→ Brano fornito:
▼
APPLICAZIONI - Fermo il limite di carattere generale di cui all'art. 49 d.lgs. n. 231/07, la finalità di conservare traccia delle transazioni in contante, eventualmente intercorse tra locatore e conduttore, può ritenersi soddisfatta fornendo una prova documentale, comunque formata, purché chiara, inequivoca e idonea ad attestare la devoluzione di una determinata somma di denaro contante al pagamento del canone di locazione.
ASPETTI TRIBUTARI - In relazione alla registrazione dei contratti di locazione, né la l. n. 392/1978, art. 8, né la legge di registro stabiliscono quale delle parti debba provvedere alla registrazione, ma disciplinano solo la ripartizione delle spese in misura uguale fra entrambi i contraenti, a meno che ci sia una specifica pattuizione contrattuale diversa.
▲
Record di un insieme di etichettatura a punti
▼
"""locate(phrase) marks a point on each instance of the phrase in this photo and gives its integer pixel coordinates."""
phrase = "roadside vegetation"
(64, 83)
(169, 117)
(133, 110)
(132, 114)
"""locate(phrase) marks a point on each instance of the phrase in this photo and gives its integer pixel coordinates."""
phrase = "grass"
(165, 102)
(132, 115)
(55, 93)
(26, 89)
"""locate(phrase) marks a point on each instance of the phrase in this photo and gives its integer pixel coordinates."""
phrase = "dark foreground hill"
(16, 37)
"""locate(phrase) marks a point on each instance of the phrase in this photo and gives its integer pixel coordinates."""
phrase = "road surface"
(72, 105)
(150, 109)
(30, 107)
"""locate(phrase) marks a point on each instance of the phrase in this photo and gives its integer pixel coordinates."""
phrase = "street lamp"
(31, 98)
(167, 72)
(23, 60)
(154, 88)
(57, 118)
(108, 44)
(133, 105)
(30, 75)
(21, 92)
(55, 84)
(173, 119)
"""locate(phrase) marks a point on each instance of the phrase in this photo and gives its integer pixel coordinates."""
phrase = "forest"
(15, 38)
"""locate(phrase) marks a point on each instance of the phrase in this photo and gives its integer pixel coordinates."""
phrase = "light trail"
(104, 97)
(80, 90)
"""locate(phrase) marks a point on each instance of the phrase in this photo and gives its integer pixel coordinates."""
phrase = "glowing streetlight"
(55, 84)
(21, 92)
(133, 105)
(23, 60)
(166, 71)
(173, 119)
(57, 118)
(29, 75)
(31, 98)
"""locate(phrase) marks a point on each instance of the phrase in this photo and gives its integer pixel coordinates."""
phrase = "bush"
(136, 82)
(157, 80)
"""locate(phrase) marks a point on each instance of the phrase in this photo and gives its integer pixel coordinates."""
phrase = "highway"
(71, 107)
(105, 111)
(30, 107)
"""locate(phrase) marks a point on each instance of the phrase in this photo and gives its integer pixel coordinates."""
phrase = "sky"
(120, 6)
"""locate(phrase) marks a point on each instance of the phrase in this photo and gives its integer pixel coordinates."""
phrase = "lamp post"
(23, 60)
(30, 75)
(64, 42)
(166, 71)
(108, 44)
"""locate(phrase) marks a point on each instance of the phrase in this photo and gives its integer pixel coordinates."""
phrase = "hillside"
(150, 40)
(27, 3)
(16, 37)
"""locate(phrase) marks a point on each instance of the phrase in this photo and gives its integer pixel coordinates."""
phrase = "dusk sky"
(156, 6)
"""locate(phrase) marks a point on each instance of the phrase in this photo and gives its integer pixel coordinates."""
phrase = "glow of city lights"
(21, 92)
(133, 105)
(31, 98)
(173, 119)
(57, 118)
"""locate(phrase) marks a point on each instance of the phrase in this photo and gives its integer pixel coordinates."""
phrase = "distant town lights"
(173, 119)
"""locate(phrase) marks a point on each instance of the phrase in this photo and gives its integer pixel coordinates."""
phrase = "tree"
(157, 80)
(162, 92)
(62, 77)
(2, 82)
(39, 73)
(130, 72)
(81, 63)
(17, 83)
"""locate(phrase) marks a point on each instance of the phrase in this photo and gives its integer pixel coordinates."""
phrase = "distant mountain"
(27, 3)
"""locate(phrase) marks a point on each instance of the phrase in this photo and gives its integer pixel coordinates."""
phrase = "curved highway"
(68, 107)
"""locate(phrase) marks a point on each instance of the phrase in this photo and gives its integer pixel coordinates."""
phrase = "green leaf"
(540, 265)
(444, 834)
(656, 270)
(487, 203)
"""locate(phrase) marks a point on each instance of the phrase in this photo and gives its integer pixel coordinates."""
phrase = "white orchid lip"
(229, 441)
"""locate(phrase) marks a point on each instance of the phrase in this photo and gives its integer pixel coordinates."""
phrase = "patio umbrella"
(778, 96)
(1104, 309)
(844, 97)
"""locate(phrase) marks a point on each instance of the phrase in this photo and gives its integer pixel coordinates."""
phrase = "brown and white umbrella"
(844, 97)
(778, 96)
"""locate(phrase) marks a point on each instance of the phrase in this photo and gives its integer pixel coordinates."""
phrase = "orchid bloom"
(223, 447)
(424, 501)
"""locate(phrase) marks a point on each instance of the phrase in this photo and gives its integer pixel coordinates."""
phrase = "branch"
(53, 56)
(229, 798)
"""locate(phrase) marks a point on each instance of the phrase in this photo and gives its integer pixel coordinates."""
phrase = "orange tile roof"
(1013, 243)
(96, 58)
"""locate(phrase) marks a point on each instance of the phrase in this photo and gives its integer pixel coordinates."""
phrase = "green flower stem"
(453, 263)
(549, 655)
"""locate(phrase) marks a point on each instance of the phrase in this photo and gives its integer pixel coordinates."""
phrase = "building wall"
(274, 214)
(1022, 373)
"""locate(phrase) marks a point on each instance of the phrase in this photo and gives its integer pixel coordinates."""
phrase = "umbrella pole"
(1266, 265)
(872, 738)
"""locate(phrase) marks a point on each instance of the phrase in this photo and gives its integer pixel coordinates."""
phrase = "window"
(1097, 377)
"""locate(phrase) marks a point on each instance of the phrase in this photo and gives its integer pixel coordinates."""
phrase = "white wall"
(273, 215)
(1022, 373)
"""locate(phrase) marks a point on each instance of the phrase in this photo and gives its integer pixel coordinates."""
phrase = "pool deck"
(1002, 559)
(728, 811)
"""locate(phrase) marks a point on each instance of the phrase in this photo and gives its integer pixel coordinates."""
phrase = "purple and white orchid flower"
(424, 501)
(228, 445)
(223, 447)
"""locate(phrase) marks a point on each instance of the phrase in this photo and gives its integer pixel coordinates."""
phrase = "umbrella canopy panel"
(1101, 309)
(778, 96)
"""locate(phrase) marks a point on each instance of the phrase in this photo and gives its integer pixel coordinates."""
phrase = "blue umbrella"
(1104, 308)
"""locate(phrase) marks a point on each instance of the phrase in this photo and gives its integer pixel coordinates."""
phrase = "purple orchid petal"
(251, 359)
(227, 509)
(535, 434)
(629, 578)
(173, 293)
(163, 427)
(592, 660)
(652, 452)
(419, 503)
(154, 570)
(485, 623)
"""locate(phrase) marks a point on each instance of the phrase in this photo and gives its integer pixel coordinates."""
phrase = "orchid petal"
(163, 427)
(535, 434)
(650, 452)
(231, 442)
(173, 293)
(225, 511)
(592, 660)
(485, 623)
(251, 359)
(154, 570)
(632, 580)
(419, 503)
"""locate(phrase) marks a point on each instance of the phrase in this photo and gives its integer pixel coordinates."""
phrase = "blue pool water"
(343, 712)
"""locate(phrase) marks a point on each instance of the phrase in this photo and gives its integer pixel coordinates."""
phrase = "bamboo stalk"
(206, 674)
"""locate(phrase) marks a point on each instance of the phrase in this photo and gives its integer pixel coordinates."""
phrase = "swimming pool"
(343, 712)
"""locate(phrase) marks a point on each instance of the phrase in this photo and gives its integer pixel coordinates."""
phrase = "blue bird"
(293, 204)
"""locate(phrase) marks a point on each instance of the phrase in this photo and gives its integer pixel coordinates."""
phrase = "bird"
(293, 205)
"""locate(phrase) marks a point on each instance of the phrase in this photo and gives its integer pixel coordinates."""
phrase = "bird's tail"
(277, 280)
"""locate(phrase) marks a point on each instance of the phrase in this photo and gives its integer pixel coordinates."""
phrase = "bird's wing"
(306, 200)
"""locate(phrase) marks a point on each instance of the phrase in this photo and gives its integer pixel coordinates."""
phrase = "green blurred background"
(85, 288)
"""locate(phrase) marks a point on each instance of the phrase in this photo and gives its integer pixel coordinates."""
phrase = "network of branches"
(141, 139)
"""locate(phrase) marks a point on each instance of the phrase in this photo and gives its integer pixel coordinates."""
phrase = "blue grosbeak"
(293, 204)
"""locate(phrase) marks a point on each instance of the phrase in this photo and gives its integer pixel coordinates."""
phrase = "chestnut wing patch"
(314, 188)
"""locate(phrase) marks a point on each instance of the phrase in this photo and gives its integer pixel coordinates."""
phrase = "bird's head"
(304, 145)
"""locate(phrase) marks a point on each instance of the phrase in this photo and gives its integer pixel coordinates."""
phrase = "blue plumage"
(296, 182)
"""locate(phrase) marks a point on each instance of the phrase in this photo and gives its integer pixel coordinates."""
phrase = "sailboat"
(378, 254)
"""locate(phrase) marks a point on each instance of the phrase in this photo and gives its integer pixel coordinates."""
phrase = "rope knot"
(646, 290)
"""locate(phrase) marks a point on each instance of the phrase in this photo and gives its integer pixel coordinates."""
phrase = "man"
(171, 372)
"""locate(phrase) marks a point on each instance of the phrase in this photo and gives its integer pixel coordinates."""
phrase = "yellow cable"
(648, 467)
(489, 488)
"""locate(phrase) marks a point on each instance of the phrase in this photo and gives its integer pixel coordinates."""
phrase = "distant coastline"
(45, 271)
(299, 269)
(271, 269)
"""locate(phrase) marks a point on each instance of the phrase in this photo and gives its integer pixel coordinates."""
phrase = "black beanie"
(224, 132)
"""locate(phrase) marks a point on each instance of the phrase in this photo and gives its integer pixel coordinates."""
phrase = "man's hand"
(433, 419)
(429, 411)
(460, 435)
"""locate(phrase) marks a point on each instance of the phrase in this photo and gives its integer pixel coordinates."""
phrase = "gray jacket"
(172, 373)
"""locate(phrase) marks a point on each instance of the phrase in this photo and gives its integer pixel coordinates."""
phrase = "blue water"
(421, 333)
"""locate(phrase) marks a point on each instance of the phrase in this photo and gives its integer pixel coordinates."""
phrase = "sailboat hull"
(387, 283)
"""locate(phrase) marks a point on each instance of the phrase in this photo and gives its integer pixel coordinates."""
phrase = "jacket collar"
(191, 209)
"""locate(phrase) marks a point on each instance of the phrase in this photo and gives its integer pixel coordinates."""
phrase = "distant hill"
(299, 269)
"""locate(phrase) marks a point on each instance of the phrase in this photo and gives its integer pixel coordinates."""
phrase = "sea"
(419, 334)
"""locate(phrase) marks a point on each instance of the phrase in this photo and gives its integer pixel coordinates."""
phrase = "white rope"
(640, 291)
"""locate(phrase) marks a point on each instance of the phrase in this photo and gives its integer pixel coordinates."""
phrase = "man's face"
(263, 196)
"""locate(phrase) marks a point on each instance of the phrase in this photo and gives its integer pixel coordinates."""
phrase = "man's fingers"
▲
→ Istruzioni:
• a. Traduci in inglese questa frase del brano sulla locazione: «In relazione alla registrazione dei contratti di locazione, né la l. n. 392/1978, art. 8, né la legge di registro stabiliscono quale delle parti debba provvedere alla registrazione, ma disciplinano solo la ripartizione delle spese in misura uguale fra entrambi i contraenti, a meno che ci sia una specifica pattuizione contrattuale diversa.»
• b. Estrai dall'elenco ogni riga che contiene la parola "lights". Le maiuscole e le minuscole devono corrispondere.
L'elenco non ha alcun legame con il brano.

→ Risposte per compito:
• a. With regard to the registration of lease agreements, neither Law No. 392/1978, Art. 8, nor the registration law specifies which of the parties must carry out the registration; they govern only the division of costs in equal shares between both contracting parties, unless there is a specific, different contractual agreement.

• b.
phrase = "glow of city lights"
phrase = "distant town lights"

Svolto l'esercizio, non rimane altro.